== Text ==
● ● ●

Observational cohort of 14,170 patients 18 or older who underwent pneumonectomy, esophagectomy, pancreatectomy, or pelvic surgery for cancer between 10/1/2003 and 9/1/2005 at a United States hospital participating in a large benchmarking database. Case volumes were estimated within our dataset. Quality was measured by determining whether ideal patients did not receive appropriate perioperative medications (such as antibiotics to prevent surgical site infections) both as individual ‘missed’ measures, as well as the overall number missed. We used hierarchical models to estimate effects of volume and quality on 30-day readmission, in-hospital mortality, length of stay, and costs.
After adjustment, we noted no consistent associations between higher hospital or surgeon volume and mortality, readmission, length of stay, or costs. Adherence to individual measures was not consistently associated with improvement in readmission, mortality, or other outcomes. For example, continuing antimicrobials past 24 hours was associated with longer length of stay (21.5% higher, 95% CI 19.5% to 23.6%) and higher costs (17% higher, 95% CI 16% to 19%). In contrast, overall adherence, while not not associated with differences in mortality or readmission, was consistently associated with longer length of stay (7.4% longer with one missed measure and 16.4% longer with 2 or more) and higher costs (5% higher with one missed measure, and 11% higher with 2 or more).
While hospital and surgeon volume were not associated with outcomes, lower overall adherence to quality measures is associated with higher costs, but not improved outcomes. This finding may provide a rationale for improving care systems by maximizing care consistency, even if outcomes are not affected.
The volume–outcome relationship — the association between improved surgical outcomes at sites that perform a procedure more often — has become the focus of payor-driven proposals to regionalize care to high-volume centers1. This relationship has been of particular interest in complex cancer surgery, where evidence suggests that care from a more experienced surgeon and hospital produce better outcomes2–7.

● ● ●

== Extracted records ==
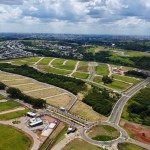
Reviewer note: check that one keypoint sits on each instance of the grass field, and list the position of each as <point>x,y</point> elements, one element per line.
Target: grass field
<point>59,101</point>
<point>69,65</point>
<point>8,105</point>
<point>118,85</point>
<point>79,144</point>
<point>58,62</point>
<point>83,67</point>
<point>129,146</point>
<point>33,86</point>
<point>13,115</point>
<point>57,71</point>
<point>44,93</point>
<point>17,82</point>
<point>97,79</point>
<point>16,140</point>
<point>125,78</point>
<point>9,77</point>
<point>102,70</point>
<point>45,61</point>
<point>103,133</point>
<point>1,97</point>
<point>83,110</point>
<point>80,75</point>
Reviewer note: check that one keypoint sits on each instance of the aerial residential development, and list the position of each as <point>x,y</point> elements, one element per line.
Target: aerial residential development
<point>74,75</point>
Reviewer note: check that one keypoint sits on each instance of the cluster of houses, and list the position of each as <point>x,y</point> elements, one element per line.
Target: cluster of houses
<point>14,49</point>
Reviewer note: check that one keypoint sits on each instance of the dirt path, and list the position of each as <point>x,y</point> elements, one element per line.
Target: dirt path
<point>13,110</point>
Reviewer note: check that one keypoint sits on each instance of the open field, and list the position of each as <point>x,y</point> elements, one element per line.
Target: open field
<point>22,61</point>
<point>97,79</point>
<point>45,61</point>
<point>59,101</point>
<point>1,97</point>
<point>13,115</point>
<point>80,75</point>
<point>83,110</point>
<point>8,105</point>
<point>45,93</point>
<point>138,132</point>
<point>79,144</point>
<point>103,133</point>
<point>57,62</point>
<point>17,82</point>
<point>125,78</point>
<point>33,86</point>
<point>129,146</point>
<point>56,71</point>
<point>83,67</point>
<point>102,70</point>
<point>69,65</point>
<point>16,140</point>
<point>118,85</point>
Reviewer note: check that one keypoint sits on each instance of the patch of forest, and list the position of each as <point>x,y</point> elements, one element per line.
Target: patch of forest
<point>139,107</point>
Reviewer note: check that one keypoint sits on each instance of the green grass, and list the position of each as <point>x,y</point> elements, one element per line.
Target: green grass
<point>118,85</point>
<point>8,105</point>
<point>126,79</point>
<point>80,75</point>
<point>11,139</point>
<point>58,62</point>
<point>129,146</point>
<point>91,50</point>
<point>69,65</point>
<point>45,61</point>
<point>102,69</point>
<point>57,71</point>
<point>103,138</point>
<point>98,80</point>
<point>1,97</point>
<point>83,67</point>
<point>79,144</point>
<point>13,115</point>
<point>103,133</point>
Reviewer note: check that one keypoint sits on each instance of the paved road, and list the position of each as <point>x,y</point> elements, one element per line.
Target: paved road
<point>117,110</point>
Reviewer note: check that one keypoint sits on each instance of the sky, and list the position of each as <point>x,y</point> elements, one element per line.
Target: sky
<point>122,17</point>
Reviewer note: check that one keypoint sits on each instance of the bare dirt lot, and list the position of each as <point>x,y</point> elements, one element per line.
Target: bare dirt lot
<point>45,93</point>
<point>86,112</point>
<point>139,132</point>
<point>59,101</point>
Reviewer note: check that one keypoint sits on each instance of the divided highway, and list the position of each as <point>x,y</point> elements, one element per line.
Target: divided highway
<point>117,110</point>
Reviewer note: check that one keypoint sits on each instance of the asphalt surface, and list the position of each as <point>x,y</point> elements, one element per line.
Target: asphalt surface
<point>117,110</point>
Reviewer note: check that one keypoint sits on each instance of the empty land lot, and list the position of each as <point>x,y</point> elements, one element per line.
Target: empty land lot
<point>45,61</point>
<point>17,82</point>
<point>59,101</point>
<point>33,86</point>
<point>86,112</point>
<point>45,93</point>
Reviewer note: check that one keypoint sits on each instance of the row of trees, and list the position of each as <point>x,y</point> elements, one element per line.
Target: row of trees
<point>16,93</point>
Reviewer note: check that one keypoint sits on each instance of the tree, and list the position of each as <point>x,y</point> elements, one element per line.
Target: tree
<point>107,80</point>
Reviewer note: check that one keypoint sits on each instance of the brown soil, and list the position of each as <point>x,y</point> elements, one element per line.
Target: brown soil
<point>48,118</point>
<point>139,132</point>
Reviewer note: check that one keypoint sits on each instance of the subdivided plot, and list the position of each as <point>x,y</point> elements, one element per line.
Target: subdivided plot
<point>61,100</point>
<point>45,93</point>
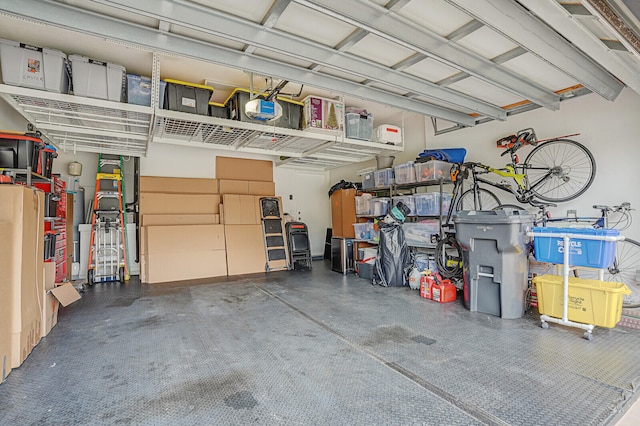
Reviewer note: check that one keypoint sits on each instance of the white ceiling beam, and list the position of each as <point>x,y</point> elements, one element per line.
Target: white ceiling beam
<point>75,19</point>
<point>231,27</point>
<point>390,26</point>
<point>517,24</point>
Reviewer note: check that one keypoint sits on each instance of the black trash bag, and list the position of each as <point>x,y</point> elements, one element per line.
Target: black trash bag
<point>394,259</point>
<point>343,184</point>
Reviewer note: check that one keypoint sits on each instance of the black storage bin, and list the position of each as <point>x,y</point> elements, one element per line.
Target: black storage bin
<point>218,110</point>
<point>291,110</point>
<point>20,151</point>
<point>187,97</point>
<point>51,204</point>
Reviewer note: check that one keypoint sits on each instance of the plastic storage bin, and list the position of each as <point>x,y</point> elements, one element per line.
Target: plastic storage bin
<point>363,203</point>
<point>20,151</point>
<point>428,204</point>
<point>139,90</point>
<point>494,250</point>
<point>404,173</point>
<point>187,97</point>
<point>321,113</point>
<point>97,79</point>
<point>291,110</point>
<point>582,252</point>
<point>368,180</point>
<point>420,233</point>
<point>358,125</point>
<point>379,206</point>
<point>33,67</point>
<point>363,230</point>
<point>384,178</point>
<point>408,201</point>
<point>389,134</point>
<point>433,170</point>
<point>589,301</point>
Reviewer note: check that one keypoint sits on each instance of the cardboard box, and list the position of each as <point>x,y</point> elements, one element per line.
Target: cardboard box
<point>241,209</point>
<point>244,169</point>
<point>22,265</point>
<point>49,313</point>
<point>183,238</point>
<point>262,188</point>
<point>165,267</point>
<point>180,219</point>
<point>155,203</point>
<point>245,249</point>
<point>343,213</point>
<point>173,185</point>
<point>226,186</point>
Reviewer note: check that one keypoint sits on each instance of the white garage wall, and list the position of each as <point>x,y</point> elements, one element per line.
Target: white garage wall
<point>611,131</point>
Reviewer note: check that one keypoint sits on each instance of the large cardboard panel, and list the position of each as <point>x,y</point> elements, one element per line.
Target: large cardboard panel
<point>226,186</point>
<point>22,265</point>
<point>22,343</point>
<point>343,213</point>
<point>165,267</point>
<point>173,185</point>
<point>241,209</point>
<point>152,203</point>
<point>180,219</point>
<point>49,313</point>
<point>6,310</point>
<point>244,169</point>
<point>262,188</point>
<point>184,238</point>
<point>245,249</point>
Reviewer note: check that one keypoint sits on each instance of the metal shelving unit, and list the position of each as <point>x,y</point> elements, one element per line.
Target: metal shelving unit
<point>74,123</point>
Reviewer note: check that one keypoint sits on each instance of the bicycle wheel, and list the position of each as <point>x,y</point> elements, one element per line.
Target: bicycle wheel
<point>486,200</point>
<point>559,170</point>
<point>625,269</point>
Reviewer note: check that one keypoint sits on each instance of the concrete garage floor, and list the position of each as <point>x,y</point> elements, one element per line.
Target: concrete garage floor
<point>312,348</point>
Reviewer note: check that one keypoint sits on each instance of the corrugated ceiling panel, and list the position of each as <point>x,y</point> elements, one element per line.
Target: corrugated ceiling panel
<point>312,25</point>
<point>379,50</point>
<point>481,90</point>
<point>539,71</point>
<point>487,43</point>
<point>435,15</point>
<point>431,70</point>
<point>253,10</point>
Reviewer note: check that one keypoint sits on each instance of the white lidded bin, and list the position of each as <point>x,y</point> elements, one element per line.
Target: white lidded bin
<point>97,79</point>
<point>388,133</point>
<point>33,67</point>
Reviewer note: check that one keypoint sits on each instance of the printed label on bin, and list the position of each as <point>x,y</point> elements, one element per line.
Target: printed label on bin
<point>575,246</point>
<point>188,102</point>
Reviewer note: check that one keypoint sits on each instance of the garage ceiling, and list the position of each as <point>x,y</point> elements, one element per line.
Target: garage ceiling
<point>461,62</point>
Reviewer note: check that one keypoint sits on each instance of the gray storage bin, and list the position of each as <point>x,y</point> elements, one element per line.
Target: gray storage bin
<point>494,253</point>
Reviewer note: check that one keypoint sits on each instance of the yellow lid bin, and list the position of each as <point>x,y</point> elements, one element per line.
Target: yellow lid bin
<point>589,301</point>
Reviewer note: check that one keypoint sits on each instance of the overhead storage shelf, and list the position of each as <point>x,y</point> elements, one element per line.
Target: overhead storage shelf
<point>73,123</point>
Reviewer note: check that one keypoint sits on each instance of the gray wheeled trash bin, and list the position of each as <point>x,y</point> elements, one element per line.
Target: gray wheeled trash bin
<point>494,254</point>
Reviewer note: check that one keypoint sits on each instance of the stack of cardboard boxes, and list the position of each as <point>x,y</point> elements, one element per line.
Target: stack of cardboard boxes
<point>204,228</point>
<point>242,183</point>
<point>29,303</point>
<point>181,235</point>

● ● ●

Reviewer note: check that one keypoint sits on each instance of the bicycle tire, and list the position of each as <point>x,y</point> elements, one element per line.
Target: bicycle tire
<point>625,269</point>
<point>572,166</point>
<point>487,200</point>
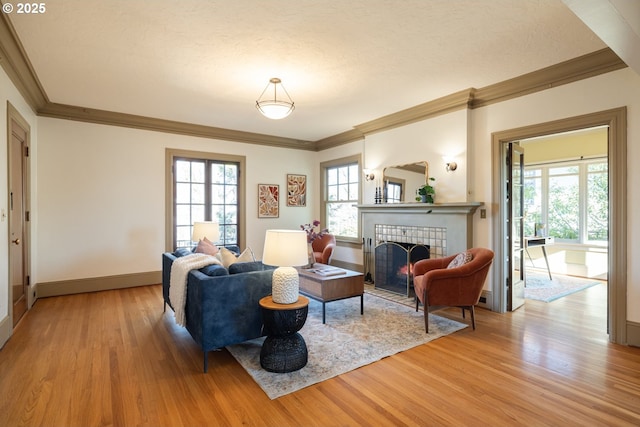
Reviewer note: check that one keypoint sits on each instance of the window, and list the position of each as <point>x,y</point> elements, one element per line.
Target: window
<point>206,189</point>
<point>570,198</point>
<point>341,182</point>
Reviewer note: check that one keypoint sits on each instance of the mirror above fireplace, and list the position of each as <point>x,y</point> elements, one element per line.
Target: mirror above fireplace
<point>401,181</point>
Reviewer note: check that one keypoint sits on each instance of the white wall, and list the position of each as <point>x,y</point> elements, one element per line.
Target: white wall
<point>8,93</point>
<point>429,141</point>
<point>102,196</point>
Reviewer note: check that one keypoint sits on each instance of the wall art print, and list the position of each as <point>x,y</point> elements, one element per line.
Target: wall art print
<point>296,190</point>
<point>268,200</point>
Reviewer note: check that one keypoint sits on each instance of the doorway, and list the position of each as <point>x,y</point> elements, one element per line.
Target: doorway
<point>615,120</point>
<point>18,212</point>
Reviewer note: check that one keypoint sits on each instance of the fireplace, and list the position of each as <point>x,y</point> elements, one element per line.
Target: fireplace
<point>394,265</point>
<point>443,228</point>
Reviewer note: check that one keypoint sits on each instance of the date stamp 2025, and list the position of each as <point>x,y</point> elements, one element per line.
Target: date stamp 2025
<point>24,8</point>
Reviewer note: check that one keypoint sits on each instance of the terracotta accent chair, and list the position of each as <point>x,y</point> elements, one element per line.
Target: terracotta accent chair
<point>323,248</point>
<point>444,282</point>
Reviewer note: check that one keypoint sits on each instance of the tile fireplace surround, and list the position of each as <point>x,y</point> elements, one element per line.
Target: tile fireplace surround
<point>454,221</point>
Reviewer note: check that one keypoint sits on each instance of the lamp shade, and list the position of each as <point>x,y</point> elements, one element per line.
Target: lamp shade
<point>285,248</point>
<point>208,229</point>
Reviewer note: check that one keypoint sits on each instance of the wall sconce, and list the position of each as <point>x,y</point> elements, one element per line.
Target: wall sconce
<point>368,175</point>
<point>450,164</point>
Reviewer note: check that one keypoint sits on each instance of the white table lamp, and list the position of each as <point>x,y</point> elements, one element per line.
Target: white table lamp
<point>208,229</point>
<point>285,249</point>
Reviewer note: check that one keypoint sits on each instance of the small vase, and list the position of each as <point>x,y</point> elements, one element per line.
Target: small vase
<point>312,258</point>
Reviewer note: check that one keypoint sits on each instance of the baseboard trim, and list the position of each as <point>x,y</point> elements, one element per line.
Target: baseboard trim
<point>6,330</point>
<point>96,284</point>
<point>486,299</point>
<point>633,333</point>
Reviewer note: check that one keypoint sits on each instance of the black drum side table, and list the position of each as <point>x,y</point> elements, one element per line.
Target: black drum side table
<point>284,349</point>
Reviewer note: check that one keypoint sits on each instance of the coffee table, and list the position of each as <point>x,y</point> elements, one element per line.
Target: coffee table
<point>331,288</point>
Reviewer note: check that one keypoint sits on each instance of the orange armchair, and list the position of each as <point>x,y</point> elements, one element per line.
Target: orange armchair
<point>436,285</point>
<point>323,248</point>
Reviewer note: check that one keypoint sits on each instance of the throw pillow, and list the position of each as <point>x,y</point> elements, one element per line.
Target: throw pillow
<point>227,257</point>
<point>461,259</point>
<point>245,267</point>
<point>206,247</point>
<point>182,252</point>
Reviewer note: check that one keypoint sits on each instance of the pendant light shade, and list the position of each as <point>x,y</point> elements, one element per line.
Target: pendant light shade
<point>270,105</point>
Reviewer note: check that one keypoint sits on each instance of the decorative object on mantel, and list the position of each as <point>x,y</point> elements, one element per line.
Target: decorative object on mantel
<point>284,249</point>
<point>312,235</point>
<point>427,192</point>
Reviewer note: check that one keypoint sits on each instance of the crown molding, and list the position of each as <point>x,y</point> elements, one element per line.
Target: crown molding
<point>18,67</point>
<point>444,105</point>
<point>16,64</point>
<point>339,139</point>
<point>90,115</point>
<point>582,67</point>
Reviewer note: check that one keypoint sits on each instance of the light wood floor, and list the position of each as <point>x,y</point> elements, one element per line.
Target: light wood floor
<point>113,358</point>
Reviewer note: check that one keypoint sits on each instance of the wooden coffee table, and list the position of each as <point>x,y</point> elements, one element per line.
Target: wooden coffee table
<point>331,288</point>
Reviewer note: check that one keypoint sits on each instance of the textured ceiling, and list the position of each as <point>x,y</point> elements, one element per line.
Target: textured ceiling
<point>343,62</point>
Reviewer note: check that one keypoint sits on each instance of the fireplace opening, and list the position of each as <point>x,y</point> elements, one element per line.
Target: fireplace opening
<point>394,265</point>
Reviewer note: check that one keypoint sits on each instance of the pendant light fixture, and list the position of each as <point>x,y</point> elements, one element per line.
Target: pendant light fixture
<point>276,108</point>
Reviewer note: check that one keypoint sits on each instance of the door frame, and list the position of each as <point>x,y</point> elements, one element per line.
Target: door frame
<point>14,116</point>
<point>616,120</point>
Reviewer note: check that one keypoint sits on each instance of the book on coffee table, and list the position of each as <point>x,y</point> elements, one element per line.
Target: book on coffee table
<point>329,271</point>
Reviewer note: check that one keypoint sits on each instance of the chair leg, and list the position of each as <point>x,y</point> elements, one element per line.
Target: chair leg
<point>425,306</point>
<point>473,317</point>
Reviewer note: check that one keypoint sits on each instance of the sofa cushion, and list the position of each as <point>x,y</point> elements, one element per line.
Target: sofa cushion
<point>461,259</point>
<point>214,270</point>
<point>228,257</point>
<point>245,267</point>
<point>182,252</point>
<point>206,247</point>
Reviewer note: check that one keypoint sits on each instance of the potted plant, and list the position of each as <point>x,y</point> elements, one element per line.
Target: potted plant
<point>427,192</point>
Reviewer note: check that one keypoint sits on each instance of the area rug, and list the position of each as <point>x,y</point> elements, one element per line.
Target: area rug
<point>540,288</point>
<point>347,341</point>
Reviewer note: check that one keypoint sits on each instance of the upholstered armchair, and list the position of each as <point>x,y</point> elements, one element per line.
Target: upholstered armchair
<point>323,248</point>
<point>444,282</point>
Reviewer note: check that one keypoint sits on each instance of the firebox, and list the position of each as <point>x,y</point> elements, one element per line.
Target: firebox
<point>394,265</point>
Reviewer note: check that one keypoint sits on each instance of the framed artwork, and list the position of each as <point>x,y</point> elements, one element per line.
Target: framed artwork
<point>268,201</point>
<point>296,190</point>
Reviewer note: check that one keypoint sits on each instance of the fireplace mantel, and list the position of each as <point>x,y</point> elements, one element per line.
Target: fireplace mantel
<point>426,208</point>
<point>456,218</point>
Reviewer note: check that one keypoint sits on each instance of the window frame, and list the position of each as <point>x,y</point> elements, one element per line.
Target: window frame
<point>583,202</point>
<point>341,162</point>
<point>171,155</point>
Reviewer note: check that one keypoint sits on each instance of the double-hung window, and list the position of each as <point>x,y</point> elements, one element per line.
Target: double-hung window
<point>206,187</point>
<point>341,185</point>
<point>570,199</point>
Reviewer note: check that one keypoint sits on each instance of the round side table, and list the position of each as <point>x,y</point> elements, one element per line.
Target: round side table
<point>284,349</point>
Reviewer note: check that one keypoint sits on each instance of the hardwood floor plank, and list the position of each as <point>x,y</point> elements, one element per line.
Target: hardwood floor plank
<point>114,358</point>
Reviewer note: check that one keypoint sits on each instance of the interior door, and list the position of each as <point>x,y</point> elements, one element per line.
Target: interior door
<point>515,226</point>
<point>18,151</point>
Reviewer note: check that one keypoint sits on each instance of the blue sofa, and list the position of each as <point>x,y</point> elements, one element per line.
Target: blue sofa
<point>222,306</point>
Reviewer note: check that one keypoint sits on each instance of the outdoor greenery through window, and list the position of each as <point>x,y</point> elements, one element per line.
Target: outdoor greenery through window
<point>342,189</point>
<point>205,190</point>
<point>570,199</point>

● ● ●

== Task description ==
Reproduce in full, without any changes, the text on hospital and surgeon volume, quality measures, and outcomes of cancer surgery.

== Your response ==
Observational cohort of 14,170 patients 18 or older who underwent pneumonectomy, esophagectomy, pancreatectomy, or pelvic surgery for cancer between 10/1/2003 and 9/1/2005 at a United States hospital participating in a large benchmarking database. Case volumes were estimated within our dataset. Quality was measured by determining whether ideal patients did not receive appropriate perioperative medications (such as antibiotics to prevent surgical site infections) both as individual ‘missed’ measures, as well as the overall number missed. We used hierarchical models to estimate effects of volume and quality on 30-day readmission, in-hospital mortality, length of stay, and costs.
After adjustment, we noted no consistent associations between higher hospital or surgeon volume and mortality, readmission, length of stay, or costs. Adherence to individual measures was not consistently associated with improvement in readmission, mortality, or other outcomes. For example, continuing antimicrobials past 24 hours was associated with longer length of stay (21.5% higher, 95% CI 19.5% to 23.6%) and higher costs (17% higher, 95% CI 16% to 19%). In contrast, overall adherence, while not not associated with differences in mortality or readmission, was consistently associated with longer length of stay (7.4% longer with one missed measure and 16.4% longer with 2 or more) and higher costs (5% higher with one missed measure, and 11% higher with 2 or more).
While hospital and surgeon volume were not associated with outcomes, lower overall adherence to quality measures is associated with higher costs, but not improved outcomes. This finding may provide a rationale for improving care systems by maximizing care consistency, even if outcomes are not affected.
The volume–outcome relationship — the association between improved surgical outcomes at sites that perform a procedure more often — has become the focus of payor-driven proposals to regionalize care to high-volume centers1. This relationship has been of particular interest in complex cancer surgery, where evidence suggests that care from a more experienced surgeon and hospital produce better outcomes2–7.